> _WORK INSTRUCTION 1_
Reproduce the gradient norm increase article from "It manifests in" to "CNNs and LLMs.", switching "high learning rates" to "large step sizes".
> _WORK INSTRUCTION 2_
Resume the gradient norm increase article, picking up after its final sentence.
[PASSAGE SHOWN Boundary: Start]
Gradient Norm Increase Phenomenon

Updated 6 December 2025

Gradient Norm Increase Phenomenon is defined as the non-monotonic, sometimes spiking, behavior of gradient magnitudes in deep networks that can lead to unstable training.
It manifests in various regimes such as layer-wise vanishing/exploding gradients, prescriptive instability at high learning rates, and heterogeneous behavior across CNNs and LLMs.
Normalization techniques like Backward Gradient Normalization, Gradient Autoscaled Normalization, and adaptive weight decay offer practical solutions to control gradient norms and boost performance.

The gradient norm increase phenomenon describes various regimes in deep learning optimization where the magnitude of the backpropagated or instantaneous gradient exhibits non-monotonic growth, spikes, or sustained elevation, rather than the expected decay with depth, training time, or parameter norm. This complex behavior manifests in several contexts: (i) layer-wise vanishing/exploding gradients in deep networks, (ii) transient increases in gradient standard deviation during early or late training, and (iii) instability near critical learning-rate thresholds. These behaviors undermine stable optimization, frustrate convergence, and limit generalization. Multiple recent studies propose normalization methods or corrected update rules that guarantee bounded or well-controlled gradient norms, often with demonstrated empirical benefits.
[PASSAGE SHOWN Boundary: End]
[RECORD SET Boundary: Start]
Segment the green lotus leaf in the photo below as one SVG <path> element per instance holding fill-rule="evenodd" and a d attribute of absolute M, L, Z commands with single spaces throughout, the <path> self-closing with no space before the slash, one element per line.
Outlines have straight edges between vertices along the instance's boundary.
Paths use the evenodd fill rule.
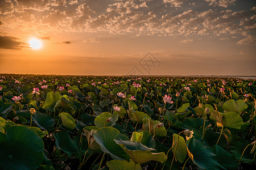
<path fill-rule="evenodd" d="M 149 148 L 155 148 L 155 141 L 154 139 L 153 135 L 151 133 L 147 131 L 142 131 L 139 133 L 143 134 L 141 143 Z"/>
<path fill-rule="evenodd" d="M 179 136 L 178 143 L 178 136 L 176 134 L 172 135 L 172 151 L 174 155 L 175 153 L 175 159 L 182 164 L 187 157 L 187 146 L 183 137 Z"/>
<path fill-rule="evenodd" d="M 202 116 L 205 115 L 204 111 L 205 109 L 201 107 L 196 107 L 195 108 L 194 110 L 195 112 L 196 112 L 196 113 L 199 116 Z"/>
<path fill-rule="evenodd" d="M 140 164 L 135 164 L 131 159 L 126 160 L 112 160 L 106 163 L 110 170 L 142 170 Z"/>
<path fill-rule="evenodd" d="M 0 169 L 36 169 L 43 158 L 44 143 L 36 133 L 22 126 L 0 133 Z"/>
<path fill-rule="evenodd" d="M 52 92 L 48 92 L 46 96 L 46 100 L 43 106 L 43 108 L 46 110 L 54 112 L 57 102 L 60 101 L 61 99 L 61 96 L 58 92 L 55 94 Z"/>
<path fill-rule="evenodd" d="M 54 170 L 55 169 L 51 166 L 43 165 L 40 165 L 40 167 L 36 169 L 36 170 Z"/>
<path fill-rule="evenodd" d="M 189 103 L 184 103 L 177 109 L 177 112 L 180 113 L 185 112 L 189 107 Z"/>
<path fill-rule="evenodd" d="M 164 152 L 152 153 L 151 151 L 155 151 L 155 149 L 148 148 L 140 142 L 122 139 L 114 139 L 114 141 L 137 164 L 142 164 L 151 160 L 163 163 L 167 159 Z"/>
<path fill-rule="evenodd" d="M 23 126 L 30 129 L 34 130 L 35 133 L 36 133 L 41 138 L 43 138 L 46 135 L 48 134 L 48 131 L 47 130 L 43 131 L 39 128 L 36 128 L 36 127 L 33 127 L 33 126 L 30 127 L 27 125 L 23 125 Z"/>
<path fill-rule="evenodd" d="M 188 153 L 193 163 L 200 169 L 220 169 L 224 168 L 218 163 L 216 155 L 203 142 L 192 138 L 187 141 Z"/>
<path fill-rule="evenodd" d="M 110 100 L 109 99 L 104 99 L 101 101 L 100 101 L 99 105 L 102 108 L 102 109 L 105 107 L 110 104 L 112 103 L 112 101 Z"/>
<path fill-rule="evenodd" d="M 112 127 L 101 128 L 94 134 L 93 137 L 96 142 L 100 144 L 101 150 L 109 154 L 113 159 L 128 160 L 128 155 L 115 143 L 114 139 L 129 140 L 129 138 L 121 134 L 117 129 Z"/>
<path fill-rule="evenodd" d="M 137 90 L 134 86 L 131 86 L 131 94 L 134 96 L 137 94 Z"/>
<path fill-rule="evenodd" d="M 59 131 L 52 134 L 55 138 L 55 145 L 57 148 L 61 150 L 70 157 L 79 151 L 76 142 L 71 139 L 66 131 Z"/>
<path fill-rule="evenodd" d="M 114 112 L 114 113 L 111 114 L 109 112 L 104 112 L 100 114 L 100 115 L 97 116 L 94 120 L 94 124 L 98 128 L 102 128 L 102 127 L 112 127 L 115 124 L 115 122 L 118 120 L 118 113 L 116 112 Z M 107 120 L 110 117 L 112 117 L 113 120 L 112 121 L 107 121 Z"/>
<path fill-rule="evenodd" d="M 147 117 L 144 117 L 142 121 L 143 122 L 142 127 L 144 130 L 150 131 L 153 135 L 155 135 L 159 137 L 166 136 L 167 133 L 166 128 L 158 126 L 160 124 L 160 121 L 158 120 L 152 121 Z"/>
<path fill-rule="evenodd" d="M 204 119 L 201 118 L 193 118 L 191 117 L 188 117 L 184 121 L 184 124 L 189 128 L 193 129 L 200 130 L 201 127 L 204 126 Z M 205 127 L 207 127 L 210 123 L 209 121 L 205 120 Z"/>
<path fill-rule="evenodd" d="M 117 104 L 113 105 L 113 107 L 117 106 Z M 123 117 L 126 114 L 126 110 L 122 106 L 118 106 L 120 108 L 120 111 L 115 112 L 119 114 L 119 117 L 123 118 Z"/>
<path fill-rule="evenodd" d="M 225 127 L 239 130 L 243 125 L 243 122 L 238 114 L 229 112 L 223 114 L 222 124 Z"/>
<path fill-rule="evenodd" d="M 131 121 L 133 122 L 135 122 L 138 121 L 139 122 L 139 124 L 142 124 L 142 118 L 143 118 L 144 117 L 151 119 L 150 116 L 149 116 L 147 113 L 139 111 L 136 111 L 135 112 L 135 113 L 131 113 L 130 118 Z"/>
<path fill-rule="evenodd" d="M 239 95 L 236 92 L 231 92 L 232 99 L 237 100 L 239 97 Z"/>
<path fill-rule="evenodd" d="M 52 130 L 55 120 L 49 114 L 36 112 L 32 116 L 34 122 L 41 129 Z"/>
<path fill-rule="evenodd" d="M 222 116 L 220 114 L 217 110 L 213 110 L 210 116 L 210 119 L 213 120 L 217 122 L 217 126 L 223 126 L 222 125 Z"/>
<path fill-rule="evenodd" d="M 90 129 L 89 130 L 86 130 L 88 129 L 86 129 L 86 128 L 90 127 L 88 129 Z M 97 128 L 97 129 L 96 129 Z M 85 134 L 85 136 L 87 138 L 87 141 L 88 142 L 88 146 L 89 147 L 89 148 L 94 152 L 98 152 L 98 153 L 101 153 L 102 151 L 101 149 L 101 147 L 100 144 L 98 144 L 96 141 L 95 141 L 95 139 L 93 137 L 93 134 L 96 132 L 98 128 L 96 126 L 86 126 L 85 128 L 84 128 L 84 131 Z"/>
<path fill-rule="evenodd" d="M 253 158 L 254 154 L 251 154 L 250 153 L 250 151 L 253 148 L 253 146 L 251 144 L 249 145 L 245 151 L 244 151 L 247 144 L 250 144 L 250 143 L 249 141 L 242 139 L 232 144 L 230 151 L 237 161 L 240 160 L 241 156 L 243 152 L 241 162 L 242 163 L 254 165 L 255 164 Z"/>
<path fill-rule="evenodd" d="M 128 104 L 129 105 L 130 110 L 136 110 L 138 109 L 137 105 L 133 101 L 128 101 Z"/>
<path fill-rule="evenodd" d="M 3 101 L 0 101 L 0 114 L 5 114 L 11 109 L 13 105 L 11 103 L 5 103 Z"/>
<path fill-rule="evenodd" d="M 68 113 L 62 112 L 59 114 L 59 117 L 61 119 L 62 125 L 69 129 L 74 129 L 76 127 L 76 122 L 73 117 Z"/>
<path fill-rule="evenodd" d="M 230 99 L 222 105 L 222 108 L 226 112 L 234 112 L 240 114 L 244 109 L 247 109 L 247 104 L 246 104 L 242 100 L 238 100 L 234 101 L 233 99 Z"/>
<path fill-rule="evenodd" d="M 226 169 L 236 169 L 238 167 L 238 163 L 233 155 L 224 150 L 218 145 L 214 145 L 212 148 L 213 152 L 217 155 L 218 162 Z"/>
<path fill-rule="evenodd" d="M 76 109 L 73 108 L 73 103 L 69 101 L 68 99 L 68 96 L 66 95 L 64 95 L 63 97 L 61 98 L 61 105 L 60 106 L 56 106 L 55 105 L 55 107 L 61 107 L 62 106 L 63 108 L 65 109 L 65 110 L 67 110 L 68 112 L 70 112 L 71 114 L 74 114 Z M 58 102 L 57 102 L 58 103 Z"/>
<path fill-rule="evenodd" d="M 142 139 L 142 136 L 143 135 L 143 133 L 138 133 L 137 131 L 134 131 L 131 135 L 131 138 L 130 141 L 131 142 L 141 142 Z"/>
[RECORD SET Boundary: End]
> _FINAL ANSWER 1_
It manifests in various regimes such as layer-wise vanishing/exploding gradients, prescriptive instability at large step sizes, and heterogeneous behavior across CNNs and LLMs.

> _FINAL ANSWER 2_
1. Foundational Mechanisms and Instability

In standard $N$ -layer feed-forward networks, the backpropagated gradient at layer $K$ follows

$\delta^{(K)} = \left( W^T \delta^{(K+1)} \right) \circ f'(z^{(K)}),$

with spectral norms of $W^T$ and $f'(z^{(j)})$ possibly $<1$ or $>1$ . The resulting norm propagation,

$\|\delta^{(K)}\| \approx \prod_{j=K}^N \|W^T\|\, \|f'(z^{(j)})\|,$

may decay (vanishing gradients) or blow up (exploding gradients) exponentially with depth difference. Vanishing gradients inhibit learning in early layers; exploding gradients induce instability and numerical overflow. This instability is pronounced in deep multilayer perceptrons, especially those without skip connections or normalization layers (Cabana et al., 2021).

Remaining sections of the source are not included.